- **Directions for this task**:
Set out the lines of the material below as a numbered list, from the line with "of the mirror" through the last line of the material, skipping any blank lines.

------------------------------

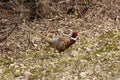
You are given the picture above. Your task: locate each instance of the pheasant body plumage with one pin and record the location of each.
(60, 43)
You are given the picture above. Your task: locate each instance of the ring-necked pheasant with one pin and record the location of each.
(60, 43)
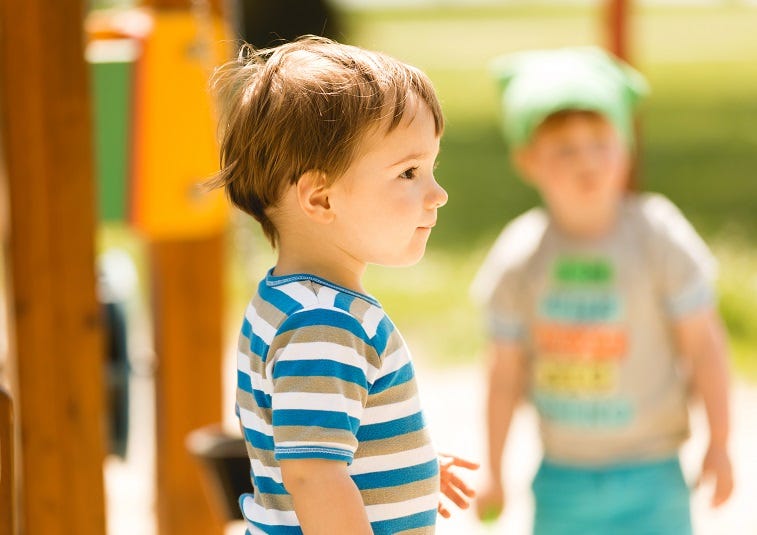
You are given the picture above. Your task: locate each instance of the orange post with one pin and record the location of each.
(175, 150)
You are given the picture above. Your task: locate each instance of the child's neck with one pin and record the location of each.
(321, 264)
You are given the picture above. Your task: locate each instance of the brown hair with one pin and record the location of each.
(304, 106)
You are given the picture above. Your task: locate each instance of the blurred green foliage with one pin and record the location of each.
(698, 147)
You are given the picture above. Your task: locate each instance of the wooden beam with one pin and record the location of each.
(7, 468)
(617, 17)
(54, 313)
(187, 278)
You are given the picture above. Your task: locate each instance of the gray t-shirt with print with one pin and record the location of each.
(595, 319)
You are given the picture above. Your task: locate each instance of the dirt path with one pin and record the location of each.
(454, 401)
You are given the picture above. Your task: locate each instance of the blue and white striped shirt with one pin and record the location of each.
(324, 374)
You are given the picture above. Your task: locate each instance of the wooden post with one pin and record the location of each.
(7, 468)
(617, 15)
(187, 278)
(617, 27)
(55, 318)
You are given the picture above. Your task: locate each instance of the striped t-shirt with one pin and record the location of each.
(324, 374)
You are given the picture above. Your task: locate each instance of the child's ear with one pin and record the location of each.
(313, 196)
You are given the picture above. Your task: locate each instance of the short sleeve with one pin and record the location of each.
(320, 368)
(686, 267)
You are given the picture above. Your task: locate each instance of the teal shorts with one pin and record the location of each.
(635, 499)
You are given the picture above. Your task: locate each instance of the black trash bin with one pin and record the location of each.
(225, 467)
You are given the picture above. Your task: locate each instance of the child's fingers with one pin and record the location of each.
(455, 497)
(452, 460)
(454, 481)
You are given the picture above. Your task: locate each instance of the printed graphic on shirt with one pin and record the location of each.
(580, 343)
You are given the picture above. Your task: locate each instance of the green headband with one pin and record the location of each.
(536, 84)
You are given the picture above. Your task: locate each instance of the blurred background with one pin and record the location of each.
(698, 132)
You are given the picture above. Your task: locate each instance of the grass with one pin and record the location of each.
(699, 147)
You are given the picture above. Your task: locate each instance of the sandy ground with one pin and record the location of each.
(454, 399)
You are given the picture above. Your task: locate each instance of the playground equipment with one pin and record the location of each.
(58, 340)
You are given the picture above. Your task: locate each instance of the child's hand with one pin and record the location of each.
(491, 502)
(452, 486)
(717, 465)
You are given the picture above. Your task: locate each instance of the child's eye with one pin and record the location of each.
(409, 173)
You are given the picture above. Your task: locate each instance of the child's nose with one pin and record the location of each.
(438, 196)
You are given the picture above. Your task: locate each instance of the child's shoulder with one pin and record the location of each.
(305, 300)
(655, 210)
(511, 252)
(521, 237)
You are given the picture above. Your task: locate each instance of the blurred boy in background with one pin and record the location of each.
(601, 311)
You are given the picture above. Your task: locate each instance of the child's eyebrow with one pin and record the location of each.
(410, 157)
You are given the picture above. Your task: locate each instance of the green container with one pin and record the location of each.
(112, 71)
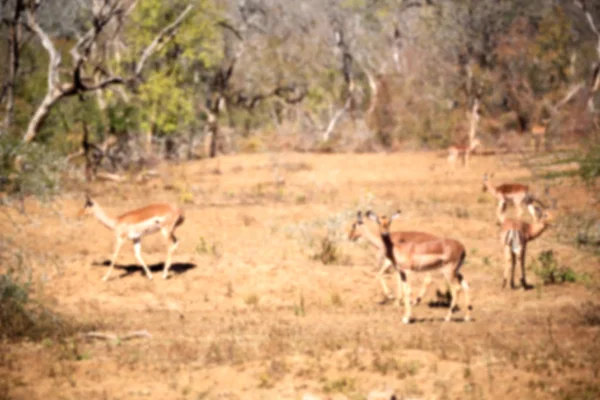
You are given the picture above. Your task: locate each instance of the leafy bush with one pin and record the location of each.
(29, 169)
(20, 315)
(589, 165)
(548, 270)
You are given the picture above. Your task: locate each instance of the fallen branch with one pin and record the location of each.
(109, 177)
(111, 336)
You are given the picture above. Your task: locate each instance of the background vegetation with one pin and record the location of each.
(323, 75)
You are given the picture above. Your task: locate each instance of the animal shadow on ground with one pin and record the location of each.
(443, 300)
(176, 268)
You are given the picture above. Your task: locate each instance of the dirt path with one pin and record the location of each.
(250, 314)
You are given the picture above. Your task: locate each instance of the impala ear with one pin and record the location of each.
(395, 215)
(371, 215)
(359, 217)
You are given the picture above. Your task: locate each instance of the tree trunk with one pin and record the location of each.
(41, 114)
(14, 40)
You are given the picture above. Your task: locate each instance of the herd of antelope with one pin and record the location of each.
(407, 252)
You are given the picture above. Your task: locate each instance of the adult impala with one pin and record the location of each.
(515, 235)
(506, 193)
(359, 229)
(135, 224)
(463, 152)
(446, 255)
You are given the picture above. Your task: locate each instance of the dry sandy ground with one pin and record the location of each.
(250, 314)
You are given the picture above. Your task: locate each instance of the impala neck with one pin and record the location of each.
(490, 187)
(370, 236)
(536, 229)
(104, 218)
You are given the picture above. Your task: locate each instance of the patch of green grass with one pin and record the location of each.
(252, 300)
(547, 268)
(22, 316)
(336, 300)
(341, 385)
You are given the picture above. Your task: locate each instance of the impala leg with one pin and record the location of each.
(513, 265)
(137, 247)
(465, 288)
(452, 159)
(170, 237)
(501, 209)
(522, 257)
(455, 287)
(508, 259)
(519, 206)
(114, 258)
(399, 286)
(406, 294)
(426, 283)
(381, 277)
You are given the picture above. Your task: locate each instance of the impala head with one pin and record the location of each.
(87, 207)
(486, 179)
(384, 222)
(355, 233)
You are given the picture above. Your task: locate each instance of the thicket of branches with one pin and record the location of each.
(120, 81)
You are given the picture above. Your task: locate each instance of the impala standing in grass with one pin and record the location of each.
(359, 229)
(515, 235)
(135, 224)
(446, 255)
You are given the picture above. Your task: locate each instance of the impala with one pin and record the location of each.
(135, 224)
(463, 152)
(505, 193)
(515, 235)
(446, 255)
(359, 229)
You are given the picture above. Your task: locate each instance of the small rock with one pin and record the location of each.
(382, 395)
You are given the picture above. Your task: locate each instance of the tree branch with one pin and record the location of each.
(167, 33)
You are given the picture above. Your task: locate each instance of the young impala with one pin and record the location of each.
(133, 225)
(463, 152)
(514, 193)
(359, 229)
(446, 255)
(515, 235)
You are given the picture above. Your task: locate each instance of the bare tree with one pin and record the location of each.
(103, 13)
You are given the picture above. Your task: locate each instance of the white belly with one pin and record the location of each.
(145, 228)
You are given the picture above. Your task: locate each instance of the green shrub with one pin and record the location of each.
(29, 169)
(546, 267)
(20, 315)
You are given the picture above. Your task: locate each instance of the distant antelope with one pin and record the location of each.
(515, 235)
(515, 193)
(447, 255)
(359, 229)
(463, 152)
(538, 134)
(133, 225)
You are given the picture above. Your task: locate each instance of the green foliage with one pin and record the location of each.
(20, 315)
(164, 103)
(552, 47)
(327, 252)
(31, 169)
(548, 270)
(589, 165)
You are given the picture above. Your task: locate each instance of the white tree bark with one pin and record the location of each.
(103, 14)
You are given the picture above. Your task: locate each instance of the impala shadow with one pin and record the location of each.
(129, 269)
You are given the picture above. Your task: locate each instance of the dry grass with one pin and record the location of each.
(269, 301)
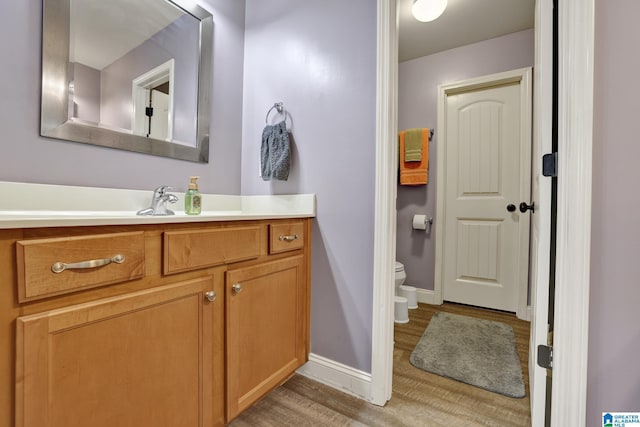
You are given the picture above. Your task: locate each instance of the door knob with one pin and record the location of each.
(524, 207)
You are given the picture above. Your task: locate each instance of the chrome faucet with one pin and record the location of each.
(159, 202)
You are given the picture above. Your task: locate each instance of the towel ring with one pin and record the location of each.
(279, 106)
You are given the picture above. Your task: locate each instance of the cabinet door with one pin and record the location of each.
(266, 329)
(140, 359)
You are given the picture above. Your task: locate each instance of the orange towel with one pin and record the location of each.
(415, 173)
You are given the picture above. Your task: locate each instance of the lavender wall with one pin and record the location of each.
(27, 157)
(86, 95)
(613, 381)
(417, 107)
(319, 58)
(179, 41)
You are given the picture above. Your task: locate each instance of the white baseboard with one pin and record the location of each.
(426, 296)
(341, 377)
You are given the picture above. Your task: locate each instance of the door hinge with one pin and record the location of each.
(550, 165)
(545, 356)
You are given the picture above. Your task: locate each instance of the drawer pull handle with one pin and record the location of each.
(59, 267)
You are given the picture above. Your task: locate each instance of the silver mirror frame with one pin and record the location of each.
(57, 73)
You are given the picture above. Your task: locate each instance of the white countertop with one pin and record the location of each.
(24, 205)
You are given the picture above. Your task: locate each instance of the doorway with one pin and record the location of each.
(484, 171)
(152, 94)
(571, 312)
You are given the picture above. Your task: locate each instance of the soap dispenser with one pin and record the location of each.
(192, 198)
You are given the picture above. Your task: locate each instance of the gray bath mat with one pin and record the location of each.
(475, 351)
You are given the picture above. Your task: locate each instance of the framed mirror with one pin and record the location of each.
(131, 75)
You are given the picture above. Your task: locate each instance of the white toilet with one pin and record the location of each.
(405, 296)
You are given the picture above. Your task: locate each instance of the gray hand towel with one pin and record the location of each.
(275, 153)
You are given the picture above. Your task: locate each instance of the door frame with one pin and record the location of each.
(521, 76)
(575, 109)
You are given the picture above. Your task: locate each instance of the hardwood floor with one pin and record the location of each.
(419, 398)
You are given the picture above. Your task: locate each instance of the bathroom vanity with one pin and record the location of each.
(175, 321)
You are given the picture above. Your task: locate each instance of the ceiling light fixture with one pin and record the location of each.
(428, 10)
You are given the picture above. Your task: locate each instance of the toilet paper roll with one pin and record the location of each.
(419, 222)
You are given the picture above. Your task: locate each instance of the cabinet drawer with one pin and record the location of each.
(286, 237)
(48, 267)
(189, 250)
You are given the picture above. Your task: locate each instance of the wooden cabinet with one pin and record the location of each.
(266, 329)
(139, 343)
(139, 359)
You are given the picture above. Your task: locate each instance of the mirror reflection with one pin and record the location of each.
(127, 75)
(135, 67)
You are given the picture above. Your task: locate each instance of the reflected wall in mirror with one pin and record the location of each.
(128, 75)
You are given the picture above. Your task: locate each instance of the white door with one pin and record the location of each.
(160, 120)
(541, 220)
(487, 176)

------------------------------

- **Reply**:
1. You are given the picture above. Your task: locate each instance of the mirror reflection with one pin and record the location of each.
2. (127, 75)
3. (135, 67)
4. You are given the picture above. Your task: locate each instance of the reflected wall in mirror with one pin and record the location of each.
5. (128, 75)
6. You are given the picture above. Your task: locate each instance of the white door with one pin and record the location of each.
7. (160, 120)
8. (541, 220)
9. (487, 176)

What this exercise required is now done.